*TASK PROMPT*:
Please reproduce the data below exactly, starting at the line that contains "point: distant shoreline" and ending at the line that contains "point: tree |".

*SUPPLIED INFORMATION*:
┌──
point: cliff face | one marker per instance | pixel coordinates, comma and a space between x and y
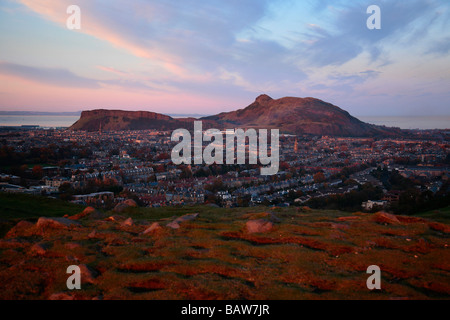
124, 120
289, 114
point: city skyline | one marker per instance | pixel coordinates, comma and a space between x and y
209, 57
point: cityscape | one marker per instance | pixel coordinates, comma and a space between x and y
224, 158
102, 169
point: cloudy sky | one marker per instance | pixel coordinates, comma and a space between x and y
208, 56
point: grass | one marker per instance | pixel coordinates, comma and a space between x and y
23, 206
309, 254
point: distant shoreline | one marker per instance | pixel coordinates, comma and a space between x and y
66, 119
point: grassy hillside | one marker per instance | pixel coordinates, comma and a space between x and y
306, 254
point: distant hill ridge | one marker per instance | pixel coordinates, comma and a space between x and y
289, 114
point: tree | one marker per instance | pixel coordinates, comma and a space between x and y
└──
┌──
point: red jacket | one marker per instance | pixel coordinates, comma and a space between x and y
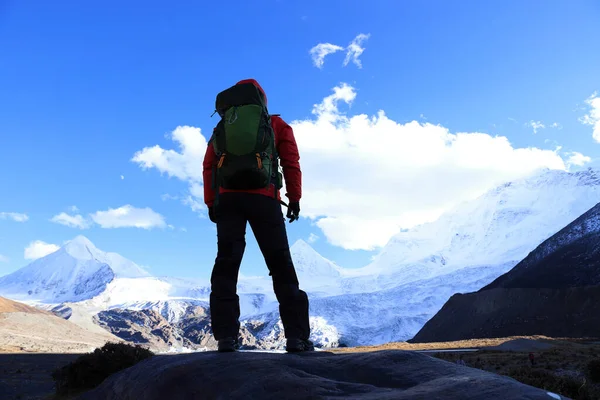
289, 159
└──
*RESULT*:
point: distant shoreline | one marker per instance | pixel coordinates, comma and a space between x and y
66, 119
point: grassy hillside | one marker per instance | pixel coordinates, comma and a space between x and y
306, 254
point: distant hill ridge | one marker per instance | pixel coordinates, comma and a space between x and y
289, 114
point: tree | one marker per instance | pixel coordinates, comma and a space between x and y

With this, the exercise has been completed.